Start of Records for the exercise
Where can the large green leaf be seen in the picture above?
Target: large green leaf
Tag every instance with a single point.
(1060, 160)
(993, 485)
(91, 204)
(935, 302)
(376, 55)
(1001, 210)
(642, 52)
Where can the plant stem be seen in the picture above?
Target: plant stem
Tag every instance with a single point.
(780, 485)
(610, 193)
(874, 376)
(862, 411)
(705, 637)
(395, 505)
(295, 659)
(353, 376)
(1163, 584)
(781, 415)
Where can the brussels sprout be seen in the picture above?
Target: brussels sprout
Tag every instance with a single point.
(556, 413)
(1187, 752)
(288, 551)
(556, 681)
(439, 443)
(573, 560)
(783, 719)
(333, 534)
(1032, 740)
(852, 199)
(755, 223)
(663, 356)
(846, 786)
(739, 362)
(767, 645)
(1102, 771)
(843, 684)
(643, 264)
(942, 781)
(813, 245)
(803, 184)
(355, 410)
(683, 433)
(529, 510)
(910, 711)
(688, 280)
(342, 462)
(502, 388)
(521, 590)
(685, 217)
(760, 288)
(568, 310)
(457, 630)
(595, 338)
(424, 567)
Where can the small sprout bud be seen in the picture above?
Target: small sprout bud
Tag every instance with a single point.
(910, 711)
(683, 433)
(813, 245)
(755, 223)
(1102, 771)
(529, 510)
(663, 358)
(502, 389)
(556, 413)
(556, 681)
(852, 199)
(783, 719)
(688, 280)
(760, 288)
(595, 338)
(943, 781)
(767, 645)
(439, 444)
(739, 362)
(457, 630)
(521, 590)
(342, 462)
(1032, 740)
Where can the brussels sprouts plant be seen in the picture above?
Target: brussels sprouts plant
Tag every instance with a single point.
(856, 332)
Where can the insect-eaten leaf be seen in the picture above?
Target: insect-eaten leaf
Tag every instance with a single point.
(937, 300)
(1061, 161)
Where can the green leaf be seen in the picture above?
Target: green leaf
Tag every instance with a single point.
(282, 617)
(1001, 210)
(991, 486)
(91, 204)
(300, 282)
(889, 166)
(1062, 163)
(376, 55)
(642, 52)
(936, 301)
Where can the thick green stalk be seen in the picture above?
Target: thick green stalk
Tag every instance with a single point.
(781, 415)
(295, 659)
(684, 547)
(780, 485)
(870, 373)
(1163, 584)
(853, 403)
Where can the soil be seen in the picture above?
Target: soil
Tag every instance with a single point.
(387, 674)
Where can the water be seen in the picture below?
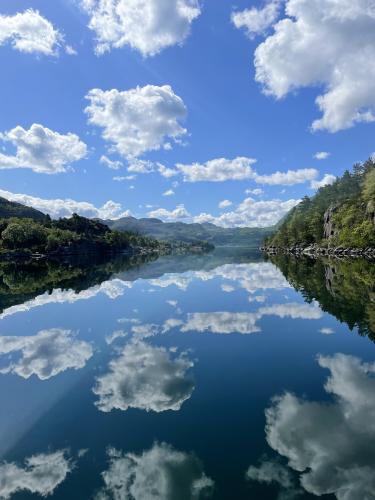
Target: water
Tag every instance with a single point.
(217, 376)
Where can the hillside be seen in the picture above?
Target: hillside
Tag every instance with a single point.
(340, 215)
(189, 233)
(13, 209)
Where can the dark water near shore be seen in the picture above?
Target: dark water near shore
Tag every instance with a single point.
(222, 376)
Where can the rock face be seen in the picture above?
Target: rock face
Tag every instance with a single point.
(329, 229)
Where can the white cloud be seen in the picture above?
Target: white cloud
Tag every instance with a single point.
(147, 378)
(65, 207)
(147, 26)
(331, 445)
(179, 213)
(161, 473)
(41, 149)
(45, 354)
(31, 33)
(322, 155)
(327, 331)
(112, 289)
(222, 322)
(289, 178)
(137, 120)
(166, 172)
(255, 192)
(218, 170)
(225, 204)
(113, 164)
(251, 213)
(246, 323)
(324, 43)
(325, 181)
(256, 21)
(40, 475)
(169, 192)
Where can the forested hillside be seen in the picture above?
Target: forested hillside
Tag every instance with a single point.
(339, 215)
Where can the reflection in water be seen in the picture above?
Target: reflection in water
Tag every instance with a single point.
(273, 472)
(344, 288)
(40, 475)
(45, 354)
(145, 377)
(332, 445)
(161, 473)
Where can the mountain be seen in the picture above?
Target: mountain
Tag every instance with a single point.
(12, 209)
(180, 231)
(341, 215)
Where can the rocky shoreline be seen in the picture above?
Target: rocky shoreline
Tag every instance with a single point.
(318, 251)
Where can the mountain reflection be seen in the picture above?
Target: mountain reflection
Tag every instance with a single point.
(331, 445)
(343, 288)
(160, 473)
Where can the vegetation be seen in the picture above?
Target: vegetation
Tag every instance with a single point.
(192, 233)
(74, 235)
(343, 288)
(349, 207)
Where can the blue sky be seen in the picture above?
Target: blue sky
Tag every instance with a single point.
(211, 105)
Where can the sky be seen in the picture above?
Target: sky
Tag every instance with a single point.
(185, 110)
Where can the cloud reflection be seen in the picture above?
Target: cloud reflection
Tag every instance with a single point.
(332, 445)
(147, 378)
(161, 473)
(45, 354)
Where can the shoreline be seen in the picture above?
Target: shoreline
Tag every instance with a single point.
(317, 251)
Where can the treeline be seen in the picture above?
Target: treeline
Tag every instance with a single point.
(67, 235)
(349, 205)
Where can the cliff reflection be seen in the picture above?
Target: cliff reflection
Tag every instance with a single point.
(343, 288)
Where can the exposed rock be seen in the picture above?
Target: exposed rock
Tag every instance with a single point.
(329, 229)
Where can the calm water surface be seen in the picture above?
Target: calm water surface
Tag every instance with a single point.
(219, 376)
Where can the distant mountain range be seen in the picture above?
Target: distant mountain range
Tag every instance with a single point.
(12, 209)
(172, 231)
(162, 231)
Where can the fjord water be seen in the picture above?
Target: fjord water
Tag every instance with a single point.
End of Records for the exercise
=== Task brief ===
Copy all of the lines above verbatim, leaving out the pictures.

=== The completed task ===
Where can the large green leaf be seen in the picture above?
Target: large green leaf
Tag every instance with a single point.
(1060, 160)
(993, 485)
(91, 204)
(935, 302)
(376, 55)
(1001, 210)
(642, 52)
Where can the plant stem be seen in the picture above?
Target: plant stem
Tag every instance with a single point.
(780, 485)
(610, 193)
(874, 376)
(862, 411)
(705, 637)
(395, 505)
(295, 659)
(353, 376)
(1163, 584)
(781, 415)
Where can the brussels sprout be seen in the picture above?
Target: brussels sprout
Tag every instance with a single point.
(556, 413)
(1187, 752)
(288, 551)
(556, 681)
(439, 443)
(573, 560)
(783, 719)
(333, 534)
(1032, 740)
(852, 199)
(755, 223)
(663, 356)
(846, 786)
(739, 362)
(767, 645)
(1102, 771)
(843, 684)
(643, 264)
(942, 781)
(813, 245)
(803, 184)
(355, 410)
(683, 433)
(529, 510)
(910, 711)
(688, 280)
(342, 462)
(502, 388)
(521, 590)
(685, 217)
(760, 288)
(568, 310)
(457, 630)
(595, 338)
(424, 567)
Where can the small sprout bud be seen in the picture above?
Target: small sprout bud
Tag every instance with a single point.
(910, 711)
(683, 433)
(813, 245)
(755, 223)
(1102, 771)
(529, 510)
(663, 358)
(502, 389)
(556, 413)
(556, 681)
(852, 199)
(783, 719)
(688, 280)
(760, 288)
(595, 338)
(943, 781)
(767, 645)
(439, 444)
(739, 362)
(457, 630)
(521, 590)
(342, 462)
(1032, 740)
Where can the brussels sprouts plant be seen in the picture above?
Target: brussels sprouts plant
Tag every instance with a single point.
(856, 332)
Where can the insect-eaten leaf be seen in the picture above?
Target: insect-eaten leaf
Tag every instance with a single point.
(937, 300)
(1061, 161)
Where can the green leaf be seen in the picture above?
Target: green leaf
Tag every instance with a single point.
(282, 617)
(1001, 210)
(991, 486)
(91, 204)
(300, 282)
(889, 166)
(1062, 163)
(376, 55)
(642, 52)
(936, 301)
Where can the thick green stalk be seen in the picture above?
Target: thick green stalk
Tag every instance with a single point.
(781, 415)
(295, 659)
(684, 547)
(780, 485)
(870, 373)
(1163, 584)
(853, 403)
Where can the soil be seen in the picture above?
Target: soil
Tag every instance with a single point.
(387, 674)
Where can the water be seen in the picture below?
Target: water
Tag every instance with a single point.
(217, 376)
Where can the hillside be seen in the picture above?
Target: hillside
Tag every instance with a single point.
(340, 215)
(189, 233)
(13, 209)
Where can the dark water near shore be seen in the picture above?
Target: dark water near shore
Tag every instance with a single point.
(222, 376)
Where can the rock face be seen in the picture above?
Target: rock face
Tag every instance with a single point.
(329, 229)
Where can the white cloud be seen in the picture above?
Target: white cloud
Tag every instance with a single point.
(147, 378)
(65, 207)
(147, 26)
(331, 445)
(179, 213)
(161, 473)
(41, 149)
(45, 354)
(31, 33)
(322, 155)
(327, 331)
(112, 289)
(222, 322)
(289, 178)
(137, 120)
(166, 172)
(255, 192)
(218, 170)
(225, 204)
(113, 164)
(251, 213)
(246, 323)
(324, 43)
(325, 181)
(256, 21)
(40, 475)
(169, 192)
Where can the forested hillside be seen in the picture above?
Target: forested hillside
Tag every instance with a single point.
(339, 215)
Where can the reflection in water be seen in the picture above?
Target: reflection in water
Tag every instance with a single point.
(273, 472)
(344, 288)
(40, 475)
(45, 354)
(145, 377)
(332, 445)
(161, 473)
Where can the mountain be seen in the picture above?
Target: mountain
Tag every instance with a single point.
(12, 209)
(180, 231)
(341, 215)
Where can the rocky shoreline be seen in the picture above?
Target: rocky shoreline
Tag every instance with a single point.
(318, 251)
Where can the mountain reflection be seen in the picture above?
Target: mountain reflection
Tag every instance with a single point.
(331, 445)
(343, 288)
(160, 473)
Where can the vegetation be seen in the picture above?
Target: vegetation
Tag every instance with a single point.
(192, 233)
(74, 235)
(343, 288)
(349, 207)
Where can the blue sky be seen in the picture above?
Target: blue sky
Tag every instance with a single point.
(211, 105)
Where can the sky be seen in the picture above?
Target: sky
Tag every instance with a single point.
(185, 110)
Where can the cloud reflection be seen in the picture above?
Target: cloud reflection
Tag every instance with a single point.
(332, 445)
(147, 378)
(161, 473)
(45, 354)
Where can the shoreline be seen in the picture above?
Target: shoreline
Tag every instance with a single point.
(317, 251)
Where can the treeline be seen in the picture above?
Target: treeline
Tag every instance with a single point.
(67, 235)
(349, 205)
Where can the cliff reflection be seen in the picture above?
Target: cliff reflection
Tag every instance with a single point.
(343, 288)
Where can the exposed rock be seen in the picture above?
Target: exposed rock
Tag every instance with a single point.
(329, 229)
Where can the calm water surface be seen in the picture above?
Target: calm water surface
Tag every instance with a single point.
(219, 376)
Where can the distant mountain range be seen in the picture above?
Target: distant mountain range
Tag every instance with a single point.
(12, 209)
(172, 231)
(162, 231)
Where can the fjord water be seen in the picture above?
Target: fjord water
Tag every instance with a single point.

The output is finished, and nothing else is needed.